# YOUR OBJECTIVE:
Each record that follows should be repeated exactly, minus any images.

# RECORDED INFORMATION:
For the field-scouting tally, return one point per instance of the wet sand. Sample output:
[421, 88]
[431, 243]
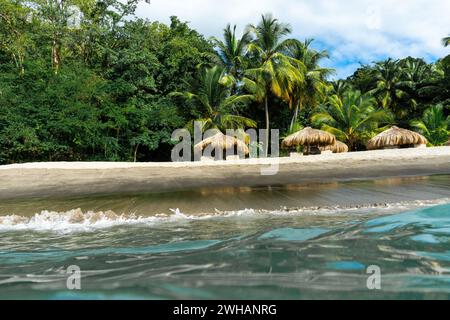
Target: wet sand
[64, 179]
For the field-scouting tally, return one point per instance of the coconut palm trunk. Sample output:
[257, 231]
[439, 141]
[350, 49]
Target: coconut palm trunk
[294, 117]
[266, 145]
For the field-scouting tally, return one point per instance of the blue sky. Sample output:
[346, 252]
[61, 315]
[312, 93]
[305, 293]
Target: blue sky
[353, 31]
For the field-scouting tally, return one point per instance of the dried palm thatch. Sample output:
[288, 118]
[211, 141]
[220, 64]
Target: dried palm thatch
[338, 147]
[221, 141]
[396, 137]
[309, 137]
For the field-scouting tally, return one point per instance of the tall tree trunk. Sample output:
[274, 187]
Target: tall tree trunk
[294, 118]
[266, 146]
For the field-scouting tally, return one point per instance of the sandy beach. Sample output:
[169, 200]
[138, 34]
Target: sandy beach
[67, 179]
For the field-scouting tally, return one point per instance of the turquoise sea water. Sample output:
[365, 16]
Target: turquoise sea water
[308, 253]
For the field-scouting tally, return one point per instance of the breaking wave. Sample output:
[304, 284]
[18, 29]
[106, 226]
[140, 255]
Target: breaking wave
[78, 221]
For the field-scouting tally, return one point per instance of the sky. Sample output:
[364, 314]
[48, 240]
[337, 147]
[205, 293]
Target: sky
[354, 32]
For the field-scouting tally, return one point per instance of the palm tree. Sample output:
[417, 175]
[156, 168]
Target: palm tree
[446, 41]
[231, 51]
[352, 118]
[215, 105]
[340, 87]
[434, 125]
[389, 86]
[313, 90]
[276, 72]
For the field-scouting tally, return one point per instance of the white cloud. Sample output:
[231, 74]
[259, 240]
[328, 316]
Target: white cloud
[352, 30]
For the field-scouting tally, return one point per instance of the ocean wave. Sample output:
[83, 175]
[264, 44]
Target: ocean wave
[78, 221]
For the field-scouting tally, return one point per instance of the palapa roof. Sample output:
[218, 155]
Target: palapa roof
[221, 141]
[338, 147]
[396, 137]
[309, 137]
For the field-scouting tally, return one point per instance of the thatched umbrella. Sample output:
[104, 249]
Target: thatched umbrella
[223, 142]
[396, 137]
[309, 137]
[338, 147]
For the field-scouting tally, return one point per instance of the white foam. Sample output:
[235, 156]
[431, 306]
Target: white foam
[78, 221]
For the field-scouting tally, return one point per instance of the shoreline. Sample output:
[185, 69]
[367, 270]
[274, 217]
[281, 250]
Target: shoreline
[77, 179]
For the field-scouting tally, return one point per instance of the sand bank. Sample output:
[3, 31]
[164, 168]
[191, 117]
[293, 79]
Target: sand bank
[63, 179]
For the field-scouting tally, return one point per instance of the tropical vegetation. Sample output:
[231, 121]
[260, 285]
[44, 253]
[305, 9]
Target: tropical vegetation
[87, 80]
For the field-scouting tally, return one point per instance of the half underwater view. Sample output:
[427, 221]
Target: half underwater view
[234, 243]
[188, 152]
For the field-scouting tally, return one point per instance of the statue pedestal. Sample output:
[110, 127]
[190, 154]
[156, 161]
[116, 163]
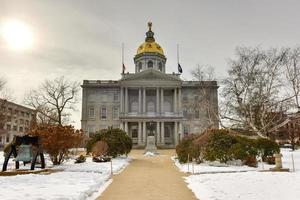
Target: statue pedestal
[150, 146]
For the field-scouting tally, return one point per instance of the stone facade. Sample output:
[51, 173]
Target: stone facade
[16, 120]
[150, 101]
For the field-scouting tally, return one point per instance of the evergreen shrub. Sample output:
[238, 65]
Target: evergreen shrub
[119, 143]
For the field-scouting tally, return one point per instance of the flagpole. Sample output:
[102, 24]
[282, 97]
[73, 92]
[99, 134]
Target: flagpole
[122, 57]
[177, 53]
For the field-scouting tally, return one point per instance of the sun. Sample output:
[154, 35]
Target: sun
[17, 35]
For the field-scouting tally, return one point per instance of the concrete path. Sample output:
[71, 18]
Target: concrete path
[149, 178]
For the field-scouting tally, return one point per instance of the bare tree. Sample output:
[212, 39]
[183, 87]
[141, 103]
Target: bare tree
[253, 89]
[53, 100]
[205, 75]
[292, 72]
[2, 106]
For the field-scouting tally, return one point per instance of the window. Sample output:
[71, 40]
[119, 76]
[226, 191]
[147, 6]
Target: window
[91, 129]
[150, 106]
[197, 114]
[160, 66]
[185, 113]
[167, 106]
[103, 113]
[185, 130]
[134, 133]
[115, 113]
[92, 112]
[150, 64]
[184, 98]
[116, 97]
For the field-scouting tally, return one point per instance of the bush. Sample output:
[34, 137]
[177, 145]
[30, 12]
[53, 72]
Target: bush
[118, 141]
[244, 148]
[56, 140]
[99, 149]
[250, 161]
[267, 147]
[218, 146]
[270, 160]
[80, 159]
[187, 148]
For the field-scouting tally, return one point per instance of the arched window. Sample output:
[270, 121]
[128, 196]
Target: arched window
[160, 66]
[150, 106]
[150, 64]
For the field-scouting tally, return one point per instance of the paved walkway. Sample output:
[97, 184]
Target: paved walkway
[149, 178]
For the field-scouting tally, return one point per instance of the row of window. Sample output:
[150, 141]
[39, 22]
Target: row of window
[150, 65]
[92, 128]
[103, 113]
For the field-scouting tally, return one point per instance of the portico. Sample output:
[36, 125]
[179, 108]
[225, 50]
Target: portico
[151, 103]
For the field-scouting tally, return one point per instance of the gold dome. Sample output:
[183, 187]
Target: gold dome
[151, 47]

# OUTPUT:
For the field-scouting tally, return one point per instance of the wet sand. Sample output:
[421, 88]
[431, 243]
Target: wet sand
[64, 179]
For the field-scouting tally, return one point per instance of the coconut palm trunk. Sample output:
[257, 231]
[439, 141]
[350, 49]
Target: coconut palm trunk
[294, 117]
[266, 145]
For the field-scouting tally, return one point per instance of the blue sky. Sample output:
[346, 252]
[61, 315]
[312, 93]
[305, 293]
Target: blue sky
[353, 31]
For the field-scouting tally, return one point per instance of the dried palm thatch. Sample output:
[288, 118]
[211, 141]
[220, 64]
Target: dried palm thatch
[338, 147]
[221, 141]
[396, 137]
[309, 137]
For the field-scouting tally, return one point per instance of the tall tree trunk. Sample output:
[274, 187]
Target: tall tree trunk
[294, 118]
[266, 146]
For the field-scouting tally, return one point per instance of the sandy beach. Sample output:
[169, 200]
[138, 34]
Target: sandy beach
[67, 179]
For the field-scouting tally, return one point per instance of the turquoise sea water. Sample output:
[365, 16]
Target: turquoise sea water
[308, 253]
For the field-scouting tally, return one point per instance of the breaking wave. Sample output:
[304, 284]
[18, 29]
[106, 226]
[140, 255]
Target: breaking wave
[78, 221]
For the field-scouting tally, return one point per instance of the sky. Sample output:
[364, 314]
[48, 240]
[337, 147]
[205, 293]
Target: sky
[354, 32]
For the field-scouting tally, return one point per instance of the palm tree. Sample output:
[417, 175]
[156, 168]
Target: palm tree
[446, 41]
[231, 51]
[352, 118]
[215, 105]
[340, 87]
[434, 125]
[389, 86]
[313, 90]
[276, 72]
For the field-scouting tally, return one point per instance of the white cloud. Sample output:
[231, 74]
[259, 240]
[328, 316]
Target: white cloud
[352, 30]
For the field-scouting tally, return one point per instance of the ocean wave. Sample output:
[83, 175]
[264, 44]
Target: ocean wave
[78, 221]
For the field-scouting tally, return one point per instance of the palapa roof. Sample output:
[218, 155]
Target: palapa roof
[221, 141]
[338, 147]
[396, 137]
[309, 137]
For the field-scouting tally, return one point per instance of the thatched umbrella. Sample output:
[104, 249]
Target: thatched umbrella
[223, 142]
[396, 137]
[309, 137]
[338, 147]
For the field-scouting tally, return one point per instance of the white foam. Sample output:
[235, 156]
[431, 306]
Target: white foam
[78, 221]
For the field-scouting tally, return one point per instance of the shoreline. Sample output:
[185, 69]
[367, 270]
[274, 217]
[281, 250]
Target: shoreline
[77, 179]
For the field-scouting tally, return one point per instance of the sand bank. Sample output:
[3, 31]
[164, 168]
[191, 117]
[293, 79]
Target: sand bank
[63, 179]
For the field-scouting tally, return one point per instance of the tropical vegetation. Sample output:
[231, 121]
[260, 285]
[44, 253]
[305, 9]
Target: tropical vegetation
[87, 80]
For the field-scouting tally, return one point per instance of the half underwater view. Sample output:
[427, 221]
Target: half underwater view
[234, 243]
[188, 152]
For the field-scouting tally, return one point per instance of the statue pedestal. Sample output:
[110, 127]
[190, 154]
[156, 161]
[116, 163]
Target: statue pedestal
[150, 146]
For the field-scouting tally, return one point per instance of the stone facade. Sample output:
[51, 173]
Target: stone facade
[16, 120]
[150, 101]
For the field-scouting tally, return one point per instance of the evergreen shrub. Sample output:
[238, 65]
Target: evergreen shrub
[119, 143]
For the field-scouting tally, return one point per instance of the flagpole. Sample output:
[102, 24]
[282, 97]
[73, 92]
[99, 134]
Target: flagpole
[122, 57]
[177, 53]
For the field-scouting tally, return one point per instance of the sun. Sample output:
[154, 35]
Target: sun
[17, 35]
For the field-scouting tally, return one point per instance of the concrete path. Sample output:
[71, 18]
Target: concrete path
[149, 178]
For the field-scouting tally, return one point per instance of the bare tree. Sample output:
[212, 39]
[183, 87]
[141, 103]
Target: bare tree
[253, 89]
[53, 100]
[205, 75]
[292, 72]
[2, 106]
For the field-scouting tally, return one point per instance of the window. Sample output:
[71, 40]
[119, 76]
[226, 191]
[147, 6]
Target: window
[91, 129]
[150, 106]
[197, 114]
[160, 66]
[185, 113]
[167, 106]
[103, 113]
[185, 130]
[134, 133]
[115, 113]
[92, 112]
[150, 64]
[184, 98]
[116, 97]
For the field-scouting tally, return one point per instance of the bush. Sample output:
[34, 137]
[177, 145]
[30, 12]
[53, 72]
Target: bush
[118, 141]
[244, 148]
[56, 140]
[99, 149]
[250, 161]
[267, 147]
[218, 146]
[270, 160]
[80, 159]
[187, 148]
For the field-scouting tally, return one point per instance of the arched window. Sample output:
[270, 121]
[128, 196]
Target: arched window
[160, 66]
[150, 106]
[150, 64]
For the field-scouting tally, return one point per instance of the paved walkway. Sample output:
[97, 184]
Target: paved walkway
[149, 178]
For the field-scouting tally, return one point per instance of the row of window. Sample output:
[150, 141]
[39, 22]
Target: row of window
[150, 65]
[92, 128]
[103, 113]
For the field-scouting tally, return one point per instance of the portico. Sample output:
[36, 125]
[179, 108]
[225, 50]
Target: portico
[151, 103]
For the field-scouting tally, return one point per instance of the gold dome. Sample output:
[183, 187]
Target: gold dome
[151, 47]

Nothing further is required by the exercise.